It is not surprising that the opalescent quality of his glass is reminiscent of Japan; of its marvellous works of art and most of all of its colour harmony in nature. We feel this to be specially true when Mr. La Farge wrote, as he so often did, of drifting out into the hazy moonlight into a far off ocean with no shore nor sky; and when he said, “We were the centre of a globe of pearl ; no edges nor outlines of anything visible, except a faint circular light above from which the pearly colour flowed tremulously, and a few wrinkles of silver and dark below.” The trembling, iridescent tones hovering over that fairy land took possession of the artist’s soul and, later, when conquering the material means of operation, a glorious colour harmony was working itself out in the laboratory of his brain.

» **Jobs**:
1) In two sentences, summarize the passage on La Farge's glass.
2) In the passage on La Farge's glass, what things does the opalescent quality of his glass call to mind?
3) Carry the passage on La Farge's glass forward from its last sentence.
The rows after this point are separate material and have nothing to do with the passage on La Farge's glass.

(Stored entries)
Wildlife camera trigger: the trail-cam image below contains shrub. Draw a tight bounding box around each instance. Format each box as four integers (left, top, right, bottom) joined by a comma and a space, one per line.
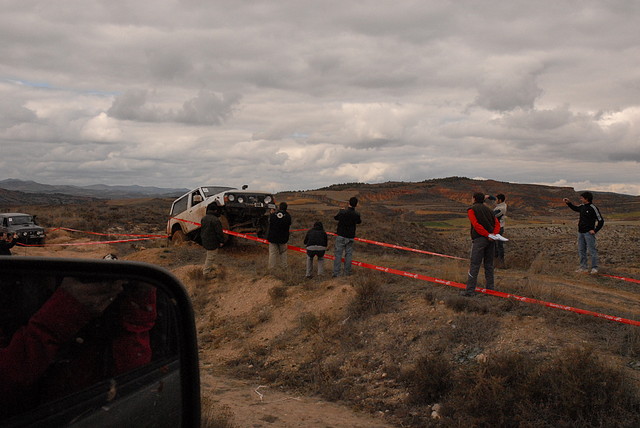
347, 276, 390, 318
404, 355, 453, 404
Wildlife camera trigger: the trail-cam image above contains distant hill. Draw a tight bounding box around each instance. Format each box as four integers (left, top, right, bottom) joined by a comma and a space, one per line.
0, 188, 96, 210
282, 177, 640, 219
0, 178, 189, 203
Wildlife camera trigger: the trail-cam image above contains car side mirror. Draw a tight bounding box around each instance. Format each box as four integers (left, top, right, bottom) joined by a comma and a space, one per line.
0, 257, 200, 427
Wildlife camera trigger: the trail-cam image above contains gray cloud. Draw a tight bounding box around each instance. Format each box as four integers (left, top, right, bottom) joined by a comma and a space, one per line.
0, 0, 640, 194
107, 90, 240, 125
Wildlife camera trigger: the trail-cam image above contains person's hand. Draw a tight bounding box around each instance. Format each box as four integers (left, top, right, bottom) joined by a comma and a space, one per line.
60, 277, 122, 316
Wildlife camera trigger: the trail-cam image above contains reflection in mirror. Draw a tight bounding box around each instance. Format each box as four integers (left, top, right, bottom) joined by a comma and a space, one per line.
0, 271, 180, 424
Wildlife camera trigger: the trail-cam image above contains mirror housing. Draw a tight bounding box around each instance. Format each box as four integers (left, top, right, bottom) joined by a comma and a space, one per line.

» **Task-by-task answers**:
1) The opalescent quality of La Farge's glass recalls Japan, its works of art, and above all its color harmony in nature, which seems especially true given his frequent accounts of drifting in hazy moonlight on a shoreless ocean, as if at "the centre of a globe of pearl." Those trembling, iridescent tones took possession of his soul, and later, as he mastered his materials, a glorious color harmony worked itself out in the laboratory of his brain.

2)
- Japan
- Japan's "marvellous works of art"
- Japan's "colour harmony in nature"

3)
Our first impression on seeing a collection of Albert P. Ryder’s (1847) pictures is that an exquisite colour scheme has been carried to the nth power of perfection. It seems as though all nature had been put under bond to contribute to her wealth. The very smallness of the pictures enhances their gem-like qualities. That tiny canvas picturing a woman in red walking down an avenue of yellow autumn-coloured trees is a veritable carbuncle set in Etruscan gold. Each dainty creation is a revelation in the jewel-like quality of pigments and of the artist’s deep sense of the value of colour in interpreting his theme. It is impossible to give an adequate idea of the beauty of Mr. Ryder’s pictures in a black and white reproduction, for so much of their real significance lies in the harmony of the colour tone; yet the underlying thought is still there, even in a half-tone. No one can mistake the meaning of “The Waste of Water Is Their Field” (rig. 47), Institute of Arts and Sciences, Brooklyn. That vigorous scene tells the life-story of those toilers of the sea in a simple straightforward manner. To those men the scudding clouds and rolling waters present as many moods to be reckoned with as the changing temper of a mob swayed by the impulse of the moment. Strong and alert, they humour and coax the elements, but never lose control in holding in leash the power that might bring destruction.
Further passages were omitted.